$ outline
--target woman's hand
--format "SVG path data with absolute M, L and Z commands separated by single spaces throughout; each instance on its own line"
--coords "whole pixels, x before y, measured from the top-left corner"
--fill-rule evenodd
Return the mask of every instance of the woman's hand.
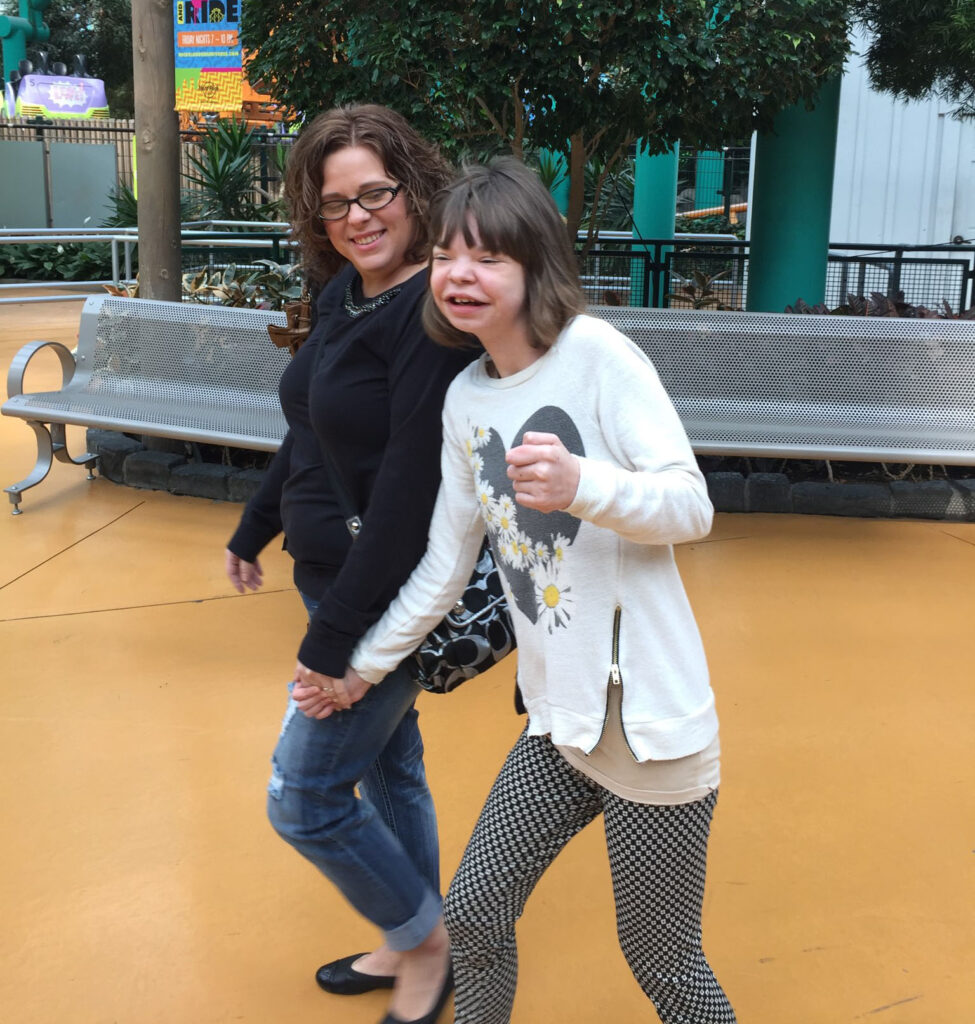
M 223 565 L 227 572 L 227 578 L 234 585 L 238 594 L 248 590 L 258 590 L 264 582 L 264 570 L 261 563 L 255 558 L 253 562 L 245 562 L 243 558 L 227 548 L 223 555 Z
M 371 686 L 354 669 L 346 669 L 341 679 L 315 672 L 299 661 L 295 666 L 291 696 L 299 710 L 309 718 L 328 718 L 334 711 L 345 711 L 362 700 Z
M 519 505 L 556 512 L 572 504 L 579 489 L 579 463 L 556 434 L 529 430 L 505 459 Z
M 291 696 L 298 710 L 307 718 L 328 718 L 333 711 L 340 710 L 335 701 L 317 686 L 295 683 Z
==================================================
* _Exercise prompt_
Give back exactly what runs from the first line of the listing above to the line that contains "--fill-rule evenodd", keeping both end lines.

* _Written solution_
$ outline
--target woman's hand
--format "SVG path data with absolute M, L and Z commands separated by single spaces throughout; each instance on its own line"
--coords "whole pixels, x before y, measured from the top-left corner"
--fill-rule evenodd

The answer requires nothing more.